*Aim:* Filter the material below, keeping every line that contains the string "woman".

[Saved entries]
•••••

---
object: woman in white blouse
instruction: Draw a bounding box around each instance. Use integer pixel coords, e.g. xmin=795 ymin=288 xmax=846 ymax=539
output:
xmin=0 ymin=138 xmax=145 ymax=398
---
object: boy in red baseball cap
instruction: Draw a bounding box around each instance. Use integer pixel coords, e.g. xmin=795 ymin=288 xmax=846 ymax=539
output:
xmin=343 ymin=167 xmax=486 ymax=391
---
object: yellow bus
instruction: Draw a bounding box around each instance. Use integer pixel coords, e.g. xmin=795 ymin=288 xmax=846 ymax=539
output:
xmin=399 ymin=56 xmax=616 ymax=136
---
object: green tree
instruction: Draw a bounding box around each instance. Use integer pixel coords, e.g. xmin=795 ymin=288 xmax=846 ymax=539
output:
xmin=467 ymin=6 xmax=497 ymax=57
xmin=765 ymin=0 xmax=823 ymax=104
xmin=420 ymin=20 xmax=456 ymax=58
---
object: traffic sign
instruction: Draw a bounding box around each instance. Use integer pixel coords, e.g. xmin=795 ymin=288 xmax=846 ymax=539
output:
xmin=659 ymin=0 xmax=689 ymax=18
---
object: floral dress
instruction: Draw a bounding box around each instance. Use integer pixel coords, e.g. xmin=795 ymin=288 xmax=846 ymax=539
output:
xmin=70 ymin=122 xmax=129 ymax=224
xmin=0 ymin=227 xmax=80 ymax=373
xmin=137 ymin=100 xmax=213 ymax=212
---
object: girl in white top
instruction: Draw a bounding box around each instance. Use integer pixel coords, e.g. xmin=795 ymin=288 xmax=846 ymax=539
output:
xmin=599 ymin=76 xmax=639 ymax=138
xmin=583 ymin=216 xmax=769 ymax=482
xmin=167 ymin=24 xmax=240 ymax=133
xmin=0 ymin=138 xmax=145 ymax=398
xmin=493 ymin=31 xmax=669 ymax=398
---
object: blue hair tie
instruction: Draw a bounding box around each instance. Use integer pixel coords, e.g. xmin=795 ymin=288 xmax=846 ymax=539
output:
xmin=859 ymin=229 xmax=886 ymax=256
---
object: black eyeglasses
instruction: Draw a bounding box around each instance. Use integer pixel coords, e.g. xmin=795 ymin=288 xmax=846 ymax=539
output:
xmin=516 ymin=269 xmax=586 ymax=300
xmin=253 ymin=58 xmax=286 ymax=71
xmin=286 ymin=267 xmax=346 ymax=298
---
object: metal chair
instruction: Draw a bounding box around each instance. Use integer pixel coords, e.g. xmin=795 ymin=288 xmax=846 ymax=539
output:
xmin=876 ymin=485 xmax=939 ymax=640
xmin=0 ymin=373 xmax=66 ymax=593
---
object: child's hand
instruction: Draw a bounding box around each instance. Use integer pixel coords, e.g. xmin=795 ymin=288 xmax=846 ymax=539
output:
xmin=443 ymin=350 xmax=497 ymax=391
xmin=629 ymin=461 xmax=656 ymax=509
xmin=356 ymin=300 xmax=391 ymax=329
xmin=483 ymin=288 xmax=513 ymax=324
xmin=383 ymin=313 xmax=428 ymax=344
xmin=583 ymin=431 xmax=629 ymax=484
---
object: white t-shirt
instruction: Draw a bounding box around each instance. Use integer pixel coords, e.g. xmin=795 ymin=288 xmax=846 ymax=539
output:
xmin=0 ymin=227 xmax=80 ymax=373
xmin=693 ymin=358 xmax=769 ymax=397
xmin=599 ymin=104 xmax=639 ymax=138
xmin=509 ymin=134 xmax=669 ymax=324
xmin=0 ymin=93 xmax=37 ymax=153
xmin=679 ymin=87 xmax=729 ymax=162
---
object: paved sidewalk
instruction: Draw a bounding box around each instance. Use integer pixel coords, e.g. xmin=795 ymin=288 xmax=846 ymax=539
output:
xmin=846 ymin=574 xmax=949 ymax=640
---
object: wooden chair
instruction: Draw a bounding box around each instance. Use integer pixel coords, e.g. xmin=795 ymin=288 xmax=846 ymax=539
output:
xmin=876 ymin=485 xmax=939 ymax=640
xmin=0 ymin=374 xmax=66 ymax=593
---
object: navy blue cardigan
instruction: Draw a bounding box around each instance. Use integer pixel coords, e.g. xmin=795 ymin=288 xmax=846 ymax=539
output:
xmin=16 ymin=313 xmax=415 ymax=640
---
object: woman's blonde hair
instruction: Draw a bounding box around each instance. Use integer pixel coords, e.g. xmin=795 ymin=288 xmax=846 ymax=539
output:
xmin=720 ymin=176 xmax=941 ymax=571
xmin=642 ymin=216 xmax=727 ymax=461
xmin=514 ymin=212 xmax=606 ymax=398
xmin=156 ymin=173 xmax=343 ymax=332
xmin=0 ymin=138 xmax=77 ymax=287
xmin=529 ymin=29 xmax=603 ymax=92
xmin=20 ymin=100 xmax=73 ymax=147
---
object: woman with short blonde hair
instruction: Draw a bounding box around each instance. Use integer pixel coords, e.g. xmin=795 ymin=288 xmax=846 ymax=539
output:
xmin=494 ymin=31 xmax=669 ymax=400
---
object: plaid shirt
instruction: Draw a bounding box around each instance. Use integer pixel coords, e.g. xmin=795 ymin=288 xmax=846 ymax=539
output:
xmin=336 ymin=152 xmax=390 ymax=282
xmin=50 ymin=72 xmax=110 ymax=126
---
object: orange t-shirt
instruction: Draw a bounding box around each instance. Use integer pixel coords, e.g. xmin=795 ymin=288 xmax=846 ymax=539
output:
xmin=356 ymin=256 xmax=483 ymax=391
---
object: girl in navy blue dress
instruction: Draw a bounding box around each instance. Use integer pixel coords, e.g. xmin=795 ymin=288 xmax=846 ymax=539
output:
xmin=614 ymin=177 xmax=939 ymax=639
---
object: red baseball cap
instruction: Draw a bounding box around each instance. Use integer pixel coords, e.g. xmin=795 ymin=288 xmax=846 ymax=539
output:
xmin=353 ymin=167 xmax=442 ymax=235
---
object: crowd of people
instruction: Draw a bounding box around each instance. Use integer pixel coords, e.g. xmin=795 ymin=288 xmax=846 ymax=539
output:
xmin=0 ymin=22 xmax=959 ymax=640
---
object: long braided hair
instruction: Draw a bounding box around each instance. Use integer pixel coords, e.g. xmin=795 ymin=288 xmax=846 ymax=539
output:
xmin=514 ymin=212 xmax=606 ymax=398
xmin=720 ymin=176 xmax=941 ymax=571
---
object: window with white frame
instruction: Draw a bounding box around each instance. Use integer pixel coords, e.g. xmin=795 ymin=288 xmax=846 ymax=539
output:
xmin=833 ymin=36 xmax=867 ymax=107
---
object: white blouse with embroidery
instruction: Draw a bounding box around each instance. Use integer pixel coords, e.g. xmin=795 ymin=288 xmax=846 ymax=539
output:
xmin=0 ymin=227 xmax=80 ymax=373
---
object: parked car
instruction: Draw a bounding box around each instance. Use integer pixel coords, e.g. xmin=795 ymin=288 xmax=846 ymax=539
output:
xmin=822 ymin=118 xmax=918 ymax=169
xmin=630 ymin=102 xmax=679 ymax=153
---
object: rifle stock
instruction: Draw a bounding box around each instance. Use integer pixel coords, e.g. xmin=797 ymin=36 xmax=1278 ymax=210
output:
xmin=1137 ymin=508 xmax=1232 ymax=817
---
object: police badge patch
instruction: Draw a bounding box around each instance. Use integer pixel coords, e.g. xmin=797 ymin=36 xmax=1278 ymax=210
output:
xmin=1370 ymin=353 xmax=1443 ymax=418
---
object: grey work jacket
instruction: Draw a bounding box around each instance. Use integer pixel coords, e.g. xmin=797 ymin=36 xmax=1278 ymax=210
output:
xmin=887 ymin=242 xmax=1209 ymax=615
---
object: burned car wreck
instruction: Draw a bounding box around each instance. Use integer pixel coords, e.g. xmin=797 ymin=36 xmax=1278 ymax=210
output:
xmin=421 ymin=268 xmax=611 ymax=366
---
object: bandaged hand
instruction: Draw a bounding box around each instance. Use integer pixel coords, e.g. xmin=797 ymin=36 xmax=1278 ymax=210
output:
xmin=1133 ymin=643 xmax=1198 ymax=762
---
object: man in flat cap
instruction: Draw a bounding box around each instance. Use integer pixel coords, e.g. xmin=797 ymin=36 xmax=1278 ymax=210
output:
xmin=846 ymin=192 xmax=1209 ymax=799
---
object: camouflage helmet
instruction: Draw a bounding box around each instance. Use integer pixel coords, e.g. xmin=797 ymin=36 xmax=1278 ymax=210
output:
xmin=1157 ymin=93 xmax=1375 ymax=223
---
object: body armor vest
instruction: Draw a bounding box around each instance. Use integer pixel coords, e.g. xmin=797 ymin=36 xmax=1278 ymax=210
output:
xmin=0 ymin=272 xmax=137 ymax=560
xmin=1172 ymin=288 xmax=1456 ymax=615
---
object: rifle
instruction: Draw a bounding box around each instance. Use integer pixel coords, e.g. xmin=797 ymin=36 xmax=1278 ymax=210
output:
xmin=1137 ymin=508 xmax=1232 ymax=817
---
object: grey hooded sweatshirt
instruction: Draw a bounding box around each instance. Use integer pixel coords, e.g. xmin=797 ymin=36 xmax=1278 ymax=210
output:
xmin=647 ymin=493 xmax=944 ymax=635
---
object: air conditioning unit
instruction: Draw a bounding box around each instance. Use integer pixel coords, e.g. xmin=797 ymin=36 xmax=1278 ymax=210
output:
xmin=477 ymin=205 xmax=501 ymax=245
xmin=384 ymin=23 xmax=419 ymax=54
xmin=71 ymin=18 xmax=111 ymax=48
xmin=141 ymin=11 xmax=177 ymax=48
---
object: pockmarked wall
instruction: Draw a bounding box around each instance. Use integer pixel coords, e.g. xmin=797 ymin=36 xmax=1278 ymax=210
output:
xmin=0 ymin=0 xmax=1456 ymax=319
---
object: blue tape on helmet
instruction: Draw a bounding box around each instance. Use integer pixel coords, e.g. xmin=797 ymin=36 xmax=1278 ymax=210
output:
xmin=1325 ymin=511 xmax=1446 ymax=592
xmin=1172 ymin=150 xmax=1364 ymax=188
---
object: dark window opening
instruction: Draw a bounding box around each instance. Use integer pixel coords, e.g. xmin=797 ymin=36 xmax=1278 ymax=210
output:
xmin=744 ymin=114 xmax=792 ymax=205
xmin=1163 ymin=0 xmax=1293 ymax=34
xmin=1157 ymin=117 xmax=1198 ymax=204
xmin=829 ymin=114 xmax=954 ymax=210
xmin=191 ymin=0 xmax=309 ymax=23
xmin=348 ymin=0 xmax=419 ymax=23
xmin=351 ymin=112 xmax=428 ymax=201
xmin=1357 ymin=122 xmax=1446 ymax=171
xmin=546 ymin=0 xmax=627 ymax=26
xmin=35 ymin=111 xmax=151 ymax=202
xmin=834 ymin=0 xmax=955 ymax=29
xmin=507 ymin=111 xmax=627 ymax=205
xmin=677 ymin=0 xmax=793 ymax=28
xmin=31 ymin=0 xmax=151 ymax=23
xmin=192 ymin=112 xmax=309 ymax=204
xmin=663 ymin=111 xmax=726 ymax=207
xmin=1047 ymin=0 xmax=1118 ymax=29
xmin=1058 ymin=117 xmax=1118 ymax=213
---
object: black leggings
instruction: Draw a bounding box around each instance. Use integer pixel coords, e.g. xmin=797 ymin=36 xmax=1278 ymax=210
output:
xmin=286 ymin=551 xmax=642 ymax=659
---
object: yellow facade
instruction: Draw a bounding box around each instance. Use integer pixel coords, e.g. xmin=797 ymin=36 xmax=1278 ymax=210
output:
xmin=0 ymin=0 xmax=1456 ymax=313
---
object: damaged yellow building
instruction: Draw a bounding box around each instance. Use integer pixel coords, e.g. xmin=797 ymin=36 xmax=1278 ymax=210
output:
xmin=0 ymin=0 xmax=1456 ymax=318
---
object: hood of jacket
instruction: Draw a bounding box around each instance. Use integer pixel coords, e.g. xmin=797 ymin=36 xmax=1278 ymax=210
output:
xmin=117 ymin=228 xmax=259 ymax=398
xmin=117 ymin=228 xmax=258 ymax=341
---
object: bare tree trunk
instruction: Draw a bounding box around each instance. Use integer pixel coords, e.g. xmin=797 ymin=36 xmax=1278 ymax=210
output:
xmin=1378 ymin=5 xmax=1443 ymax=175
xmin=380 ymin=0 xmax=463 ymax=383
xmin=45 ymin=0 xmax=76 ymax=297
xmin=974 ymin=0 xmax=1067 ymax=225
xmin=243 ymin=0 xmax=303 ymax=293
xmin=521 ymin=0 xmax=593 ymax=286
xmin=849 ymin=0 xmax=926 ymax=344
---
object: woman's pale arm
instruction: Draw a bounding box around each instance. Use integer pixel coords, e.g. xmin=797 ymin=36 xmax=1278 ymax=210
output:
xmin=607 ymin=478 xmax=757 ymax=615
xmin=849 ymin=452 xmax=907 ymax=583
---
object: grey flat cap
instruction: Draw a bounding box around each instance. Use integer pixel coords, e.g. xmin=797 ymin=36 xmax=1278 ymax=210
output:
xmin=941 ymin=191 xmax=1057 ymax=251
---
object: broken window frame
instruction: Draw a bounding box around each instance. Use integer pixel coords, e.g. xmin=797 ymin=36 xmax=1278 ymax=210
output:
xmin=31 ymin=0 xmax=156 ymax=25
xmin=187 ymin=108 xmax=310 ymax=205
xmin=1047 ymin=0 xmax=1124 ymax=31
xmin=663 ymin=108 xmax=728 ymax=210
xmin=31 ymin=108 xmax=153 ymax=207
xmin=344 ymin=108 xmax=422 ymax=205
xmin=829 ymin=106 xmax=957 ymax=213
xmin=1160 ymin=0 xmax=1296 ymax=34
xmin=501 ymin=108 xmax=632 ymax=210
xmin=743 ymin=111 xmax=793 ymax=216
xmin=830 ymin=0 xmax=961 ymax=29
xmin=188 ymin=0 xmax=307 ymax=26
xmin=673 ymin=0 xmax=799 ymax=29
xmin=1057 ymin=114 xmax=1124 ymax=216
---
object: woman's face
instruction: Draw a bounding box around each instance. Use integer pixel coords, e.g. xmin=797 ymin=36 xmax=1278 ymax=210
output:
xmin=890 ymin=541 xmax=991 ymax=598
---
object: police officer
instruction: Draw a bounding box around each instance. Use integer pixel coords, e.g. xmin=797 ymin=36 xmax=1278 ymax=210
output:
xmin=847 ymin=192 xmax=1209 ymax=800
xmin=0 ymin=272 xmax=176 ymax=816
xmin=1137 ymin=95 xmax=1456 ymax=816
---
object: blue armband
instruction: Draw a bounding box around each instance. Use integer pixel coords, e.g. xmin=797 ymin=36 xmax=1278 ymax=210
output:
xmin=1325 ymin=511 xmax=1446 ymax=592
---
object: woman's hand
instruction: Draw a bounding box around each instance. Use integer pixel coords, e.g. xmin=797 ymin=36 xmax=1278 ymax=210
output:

•••••

*Complete output:*
object: woman in white blouse
object: woman's blonde hair
object: woman with short blonde hair
object: woman's pale arm
object: woman's face
object: woman's hand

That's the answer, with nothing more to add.